▶ Exercise: Pick out each line below that contains the word "grass". Treat uppercase and lowercase as different.

▶ Available data:
━━━━━━━━━━

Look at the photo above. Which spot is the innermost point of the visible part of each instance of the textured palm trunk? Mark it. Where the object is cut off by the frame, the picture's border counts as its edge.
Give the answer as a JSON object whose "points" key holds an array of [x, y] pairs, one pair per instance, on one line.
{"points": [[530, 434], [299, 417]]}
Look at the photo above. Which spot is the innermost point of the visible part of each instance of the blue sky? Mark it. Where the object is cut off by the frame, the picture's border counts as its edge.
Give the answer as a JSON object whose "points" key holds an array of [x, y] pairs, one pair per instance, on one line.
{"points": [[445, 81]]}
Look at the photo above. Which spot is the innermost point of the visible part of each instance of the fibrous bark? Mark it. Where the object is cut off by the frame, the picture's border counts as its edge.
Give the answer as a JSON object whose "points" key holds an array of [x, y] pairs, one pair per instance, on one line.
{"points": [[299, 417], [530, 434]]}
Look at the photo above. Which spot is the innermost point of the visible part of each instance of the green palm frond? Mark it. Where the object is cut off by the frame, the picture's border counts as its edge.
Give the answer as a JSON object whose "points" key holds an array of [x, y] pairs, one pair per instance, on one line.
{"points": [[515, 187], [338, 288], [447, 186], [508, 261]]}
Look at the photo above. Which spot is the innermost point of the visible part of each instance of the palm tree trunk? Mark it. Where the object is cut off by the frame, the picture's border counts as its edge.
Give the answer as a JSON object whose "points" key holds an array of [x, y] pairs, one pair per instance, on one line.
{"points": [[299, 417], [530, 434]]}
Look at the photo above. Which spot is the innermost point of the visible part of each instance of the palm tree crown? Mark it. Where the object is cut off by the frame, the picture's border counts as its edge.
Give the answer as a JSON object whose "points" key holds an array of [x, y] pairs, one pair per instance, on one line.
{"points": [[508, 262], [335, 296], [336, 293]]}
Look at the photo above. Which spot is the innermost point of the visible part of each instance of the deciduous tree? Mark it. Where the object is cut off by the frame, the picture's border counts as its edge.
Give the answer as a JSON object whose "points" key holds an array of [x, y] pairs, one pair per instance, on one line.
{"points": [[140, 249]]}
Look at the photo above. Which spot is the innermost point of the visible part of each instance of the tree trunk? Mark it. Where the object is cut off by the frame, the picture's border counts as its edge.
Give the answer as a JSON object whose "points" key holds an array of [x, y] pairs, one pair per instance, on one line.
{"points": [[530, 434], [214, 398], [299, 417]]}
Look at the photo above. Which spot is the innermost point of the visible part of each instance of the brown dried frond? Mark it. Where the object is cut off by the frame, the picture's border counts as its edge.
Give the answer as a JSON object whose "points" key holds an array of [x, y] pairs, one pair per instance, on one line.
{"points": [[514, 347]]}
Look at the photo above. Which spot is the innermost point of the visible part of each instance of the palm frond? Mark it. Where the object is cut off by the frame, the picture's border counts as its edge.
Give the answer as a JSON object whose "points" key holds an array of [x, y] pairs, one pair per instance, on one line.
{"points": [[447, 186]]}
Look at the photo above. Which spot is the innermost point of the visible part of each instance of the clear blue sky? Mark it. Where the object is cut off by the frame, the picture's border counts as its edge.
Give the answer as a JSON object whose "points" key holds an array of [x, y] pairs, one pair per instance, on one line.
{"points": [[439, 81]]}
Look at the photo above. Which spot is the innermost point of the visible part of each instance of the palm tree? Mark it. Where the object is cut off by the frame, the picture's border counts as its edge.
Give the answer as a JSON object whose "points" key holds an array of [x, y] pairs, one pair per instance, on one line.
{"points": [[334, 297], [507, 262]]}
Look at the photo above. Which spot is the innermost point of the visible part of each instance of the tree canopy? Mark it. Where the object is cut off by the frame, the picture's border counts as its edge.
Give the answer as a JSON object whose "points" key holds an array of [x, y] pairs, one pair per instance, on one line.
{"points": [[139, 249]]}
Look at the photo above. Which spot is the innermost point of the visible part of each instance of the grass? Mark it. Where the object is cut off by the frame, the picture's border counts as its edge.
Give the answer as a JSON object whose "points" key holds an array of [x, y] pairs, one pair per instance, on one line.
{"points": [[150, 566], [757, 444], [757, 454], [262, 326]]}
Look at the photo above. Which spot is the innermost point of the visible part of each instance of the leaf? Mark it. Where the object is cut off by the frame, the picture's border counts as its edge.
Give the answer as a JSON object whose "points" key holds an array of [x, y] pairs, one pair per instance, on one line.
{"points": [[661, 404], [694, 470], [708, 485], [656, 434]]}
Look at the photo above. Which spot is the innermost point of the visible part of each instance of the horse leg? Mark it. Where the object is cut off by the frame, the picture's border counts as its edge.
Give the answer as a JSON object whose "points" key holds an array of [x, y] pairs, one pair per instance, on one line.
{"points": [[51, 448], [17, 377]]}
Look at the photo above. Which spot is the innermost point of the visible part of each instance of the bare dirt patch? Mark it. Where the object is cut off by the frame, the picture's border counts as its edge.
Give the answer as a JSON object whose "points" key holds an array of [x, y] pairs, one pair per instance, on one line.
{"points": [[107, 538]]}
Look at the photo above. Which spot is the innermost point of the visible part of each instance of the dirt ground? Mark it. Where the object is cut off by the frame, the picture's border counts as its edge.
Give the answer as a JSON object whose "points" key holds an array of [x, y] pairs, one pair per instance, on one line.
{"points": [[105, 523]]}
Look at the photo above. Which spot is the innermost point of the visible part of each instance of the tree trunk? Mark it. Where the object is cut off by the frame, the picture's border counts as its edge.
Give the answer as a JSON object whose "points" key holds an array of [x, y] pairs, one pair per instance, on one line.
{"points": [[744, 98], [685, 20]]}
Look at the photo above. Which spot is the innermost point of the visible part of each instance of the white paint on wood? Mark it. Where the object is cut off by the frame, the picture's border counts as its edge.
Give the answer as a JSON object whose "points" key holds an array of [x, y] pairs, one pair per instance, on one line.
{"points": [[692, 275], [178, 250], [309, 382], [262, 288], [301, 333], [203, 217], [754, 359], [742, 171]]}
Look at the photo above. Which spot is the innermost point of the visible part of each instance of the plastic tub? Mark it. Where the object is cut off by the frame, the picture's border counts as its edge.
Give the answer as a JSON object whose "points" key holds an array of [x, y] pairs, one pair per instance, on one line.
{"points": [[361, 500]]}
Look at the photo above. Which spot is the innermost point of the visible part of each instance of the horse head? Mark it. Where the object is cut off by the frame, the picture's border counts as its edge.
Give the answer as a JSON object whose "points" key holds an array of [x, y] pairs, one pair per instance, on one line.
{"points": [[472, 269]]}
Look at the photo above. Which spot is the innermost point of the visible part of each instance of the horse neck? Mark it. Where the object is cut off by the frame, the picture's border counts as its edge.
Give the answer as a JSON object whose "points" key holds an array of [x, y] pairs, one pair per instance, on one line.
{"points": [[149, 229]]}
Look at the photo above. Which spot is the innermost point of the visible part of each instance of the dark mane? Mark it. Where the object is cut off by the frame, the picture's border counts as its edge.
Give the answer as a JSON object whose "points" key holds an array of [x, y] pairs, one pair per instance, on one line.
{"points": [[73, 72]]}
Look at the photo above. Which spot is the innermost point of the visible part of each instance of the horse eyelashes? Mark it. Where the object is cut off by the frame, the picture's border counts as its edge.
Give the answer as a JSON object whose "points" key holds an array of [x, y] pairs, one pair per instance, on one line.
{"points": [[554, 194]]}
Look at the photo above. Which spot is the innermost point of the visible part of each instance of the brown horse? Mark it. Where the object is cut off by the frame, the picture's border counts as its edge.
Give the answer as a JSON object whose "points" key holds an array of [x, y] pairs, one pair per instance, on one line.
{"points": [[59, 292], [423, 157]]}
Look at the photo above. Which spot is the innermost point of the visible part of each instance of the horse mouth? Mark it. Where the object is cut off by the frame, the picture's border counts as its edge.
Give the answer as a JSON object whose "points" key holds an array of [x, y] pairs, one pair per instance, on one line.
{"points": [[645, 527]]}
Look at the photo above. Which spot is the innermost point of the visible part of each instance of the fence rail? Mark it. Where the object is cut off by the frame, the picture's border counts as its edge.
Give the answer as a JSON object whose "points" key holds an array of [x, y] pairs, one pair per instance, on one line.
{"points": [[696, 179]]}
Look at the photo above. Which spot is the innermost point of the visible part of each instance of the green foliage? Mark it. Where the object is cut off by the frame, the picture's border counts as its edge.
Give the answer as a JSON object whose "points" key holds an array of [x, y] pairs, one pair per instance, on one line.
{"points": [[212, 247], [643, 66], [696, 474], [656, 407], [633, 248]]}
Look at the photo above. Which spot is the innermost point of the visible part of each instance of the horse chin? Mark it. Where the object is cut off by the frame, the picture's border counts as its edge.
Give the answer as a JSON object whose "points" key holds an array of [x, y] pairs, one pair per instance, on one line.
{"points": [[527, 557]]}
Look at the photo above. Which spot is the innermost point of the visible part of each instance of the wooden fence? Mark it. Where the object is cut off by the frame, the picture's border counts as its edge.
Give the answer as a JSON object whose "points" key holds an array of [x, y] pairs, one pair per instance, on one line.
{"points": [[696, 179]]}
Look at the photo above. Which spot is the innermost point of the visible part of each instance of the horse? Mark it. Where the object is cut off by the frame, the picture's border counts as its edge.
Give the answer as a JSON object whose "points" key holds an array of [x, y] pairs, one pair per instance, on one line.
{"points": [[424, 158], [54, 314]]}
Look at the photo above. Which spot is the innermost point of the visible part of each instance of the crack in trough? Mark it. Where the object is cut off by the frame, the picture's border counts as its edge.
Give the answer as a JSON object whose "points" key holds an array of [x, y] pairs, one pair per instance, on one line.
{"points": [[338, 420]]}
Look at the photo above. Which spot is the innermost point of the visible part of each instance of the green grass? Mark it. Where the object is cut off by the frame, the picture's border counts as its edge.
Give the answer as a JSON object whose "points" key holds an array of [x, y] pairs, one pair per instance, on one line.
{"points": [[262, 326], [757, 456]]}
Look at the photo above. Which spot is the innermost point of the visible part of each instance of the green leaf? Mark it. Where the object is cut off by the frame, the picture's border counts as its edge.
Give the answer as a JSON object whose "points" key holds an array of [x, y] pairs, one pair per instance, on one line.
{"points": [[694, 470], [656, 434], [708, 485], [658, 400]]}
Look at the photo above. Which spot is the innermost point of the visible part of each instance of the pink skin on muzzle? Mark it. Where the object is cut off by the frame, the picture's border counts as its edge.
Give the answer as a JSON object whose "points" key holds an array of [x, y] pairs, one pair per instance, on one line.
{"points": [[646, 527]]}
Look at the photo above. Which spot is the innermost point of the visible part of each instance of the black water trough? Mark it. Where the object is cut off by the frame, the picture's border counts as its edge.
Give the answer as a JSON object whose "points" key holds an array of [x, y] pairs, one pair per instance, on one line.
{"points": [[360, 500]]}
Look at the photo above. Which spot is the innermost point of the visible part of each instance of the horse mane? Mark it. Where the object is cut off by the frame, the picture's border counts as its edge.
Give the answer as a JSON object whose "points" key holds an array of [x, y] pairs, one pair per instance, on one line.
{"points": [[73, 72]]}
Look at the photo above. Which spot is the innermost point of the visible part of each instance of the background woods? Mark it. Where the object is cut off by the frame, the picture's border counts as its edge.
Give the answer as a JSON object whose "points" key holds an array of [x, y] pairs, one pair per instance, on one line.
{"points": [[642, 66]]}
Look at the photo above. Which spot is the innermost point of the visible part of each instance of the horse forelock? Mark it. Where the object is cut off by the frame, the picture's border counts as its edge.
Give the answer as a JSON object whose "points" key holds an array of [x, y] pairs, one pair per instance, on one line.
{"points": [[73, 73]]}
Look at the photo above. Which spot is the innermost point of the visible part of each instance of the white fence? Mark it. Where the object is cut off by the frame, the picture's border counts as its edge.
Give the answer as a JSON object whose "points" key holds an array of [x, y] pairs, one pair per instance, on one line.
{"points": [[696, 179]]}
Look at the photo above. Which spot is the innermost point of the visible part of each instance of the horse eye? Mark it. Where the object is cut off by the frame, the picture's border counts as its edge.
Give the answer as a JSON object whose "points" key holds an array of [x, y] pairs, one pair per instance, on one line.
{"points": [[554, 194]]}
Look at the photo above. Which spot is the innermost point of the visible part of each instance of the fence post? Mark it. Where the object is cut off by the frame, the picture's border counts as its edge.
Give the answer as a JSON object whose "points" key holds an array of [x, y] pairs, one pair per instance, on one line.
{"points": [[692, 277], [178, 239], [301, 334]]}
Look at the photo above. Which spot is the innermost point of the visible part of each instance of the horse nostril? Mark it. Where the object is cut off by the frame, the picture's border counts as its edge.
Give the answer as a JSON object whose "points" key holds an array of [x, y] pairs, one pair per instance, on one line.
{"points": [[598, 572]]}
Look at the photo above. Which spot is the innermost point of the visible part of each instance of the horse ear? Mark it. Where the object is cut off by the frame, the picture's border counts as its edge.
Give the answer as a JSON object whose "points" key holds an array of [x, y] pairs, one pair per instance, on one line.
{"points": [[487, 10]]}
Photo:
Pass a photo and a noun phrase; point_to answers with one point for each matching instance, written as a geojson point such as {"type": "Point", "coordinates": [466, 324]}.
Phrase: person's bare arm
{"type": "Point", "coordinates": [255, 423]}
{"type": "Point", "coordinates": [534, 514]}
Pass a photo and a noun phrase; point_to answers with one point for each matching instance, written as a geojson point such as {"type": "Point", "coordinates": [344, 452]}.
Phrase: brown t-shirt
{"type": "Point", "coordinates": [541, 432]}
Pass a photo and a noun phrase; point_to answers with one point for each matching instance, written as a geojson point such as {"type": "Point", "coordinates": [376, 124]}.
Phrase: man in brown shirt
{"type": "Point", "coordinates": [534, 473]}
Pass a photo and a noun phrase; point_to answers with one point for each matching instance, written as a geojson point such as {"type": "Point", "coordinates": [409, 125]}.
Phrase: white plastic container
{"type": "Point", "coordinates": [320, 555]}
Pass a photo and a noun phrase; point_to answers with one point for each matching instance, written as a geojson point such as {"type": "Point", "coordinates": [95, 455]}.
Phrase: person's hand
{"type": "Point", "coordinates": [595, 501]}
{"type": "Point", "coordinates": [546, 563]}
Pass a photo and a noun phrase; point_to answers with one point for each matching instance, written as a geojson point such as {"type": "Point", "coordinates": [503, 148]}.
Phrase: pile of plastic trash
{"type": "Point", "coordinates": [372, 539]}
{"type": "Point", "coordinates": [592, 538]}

━━━━━━━━━━

▶ Exercise response:
Look at the photo above. Which spot is the innermost point of the visible part of each instance of the grass? Mark it. Where the object is cut off by the frame, the picture's border counts as its edge.
Look at the photo above. Which spot is the innermost point of the visible part of each instance of the green grass? Mark it. Where the object is cut off by the frame, the picture's border counts as its edge.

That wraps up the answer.